§ Task material
--------

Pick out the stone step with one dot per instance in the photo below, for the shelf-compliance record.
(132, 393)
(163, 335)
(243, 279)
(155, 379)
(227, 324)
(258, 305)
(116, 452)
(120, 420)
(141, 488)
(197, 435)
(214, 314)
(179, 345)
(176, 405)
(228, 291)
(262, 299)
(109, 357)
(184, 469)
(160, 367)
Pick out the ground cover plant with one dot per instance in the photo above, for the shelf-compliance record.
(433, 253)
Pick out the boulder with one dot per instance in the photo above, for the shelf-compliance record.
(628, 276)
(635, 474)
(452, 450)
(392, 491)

--------

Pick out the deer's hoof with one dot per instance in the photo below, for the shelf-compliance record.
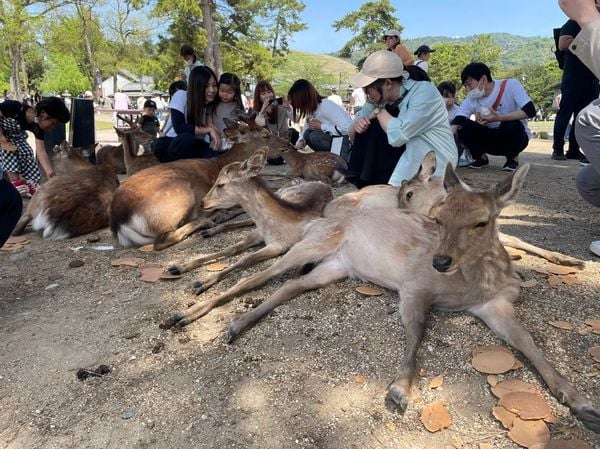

--------

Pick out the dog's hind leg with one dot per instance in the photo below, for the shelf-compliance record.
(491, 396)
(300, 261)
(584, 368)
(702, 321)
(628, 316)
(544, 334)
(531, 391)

--------

§ What you are asked to do
Which lines of the material above contain the word "record"? Copy each of them in full, matching case exactly.

§ Solution
Pick out the stone step with one dot per instance in the photo below, for the shelf-compliance record.
Pick out the ground cover plant with one dot per instance in the photo above, for the shelf-compliance record.
Pick out the boulder with one dot per instance in the photo above, for the shelf-compliance record.
Pick out the deer's hoof with one dot per instance in the photo below, for the shelf-compliance record.
Pick out the dog's hind leg with one dot per instance in the photo below, for the shelf-compliance record.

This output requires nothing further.